===== Dataset rows =====

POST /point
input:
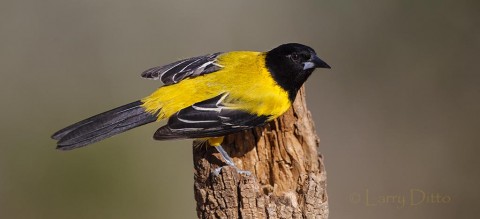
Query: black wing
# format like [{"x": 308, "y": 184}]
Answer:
[
  {"x": 209, "y": 118},
  {"x": 177, "y": 71}
]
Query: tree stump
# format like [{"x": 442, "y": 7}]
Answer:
[{"x": 288, "y": 177}]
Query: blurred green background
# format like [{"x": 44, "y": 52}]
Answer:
[{"x": 399, "y": 111}]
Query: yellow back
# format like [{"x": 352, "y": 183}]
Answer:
[{"x": 244, "y": 76}]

=====

Reproduce every one of the records above line for line, with no changes. Leave out the pictures.

POST /point
input:
Query: black wing
# format like [{"x": 308, "y": 184}]
Answer:
[
  {"x": 209, "y": 118},
  {"x": 177, "y": 71}
]
Query: tree stump
# format like [{"x": 442, "y": 7}]
Answer:
[{"x": 288, "y": 177}]
Query: blurred green background
# format like [{"x": 44, "y": 52}]
Answer:
[{"x": 399, "y": 111}]
Query: yellow back
# format like [{"x": 352, "y": 183}]
Answer:
[{"x": 244, "y": 76}]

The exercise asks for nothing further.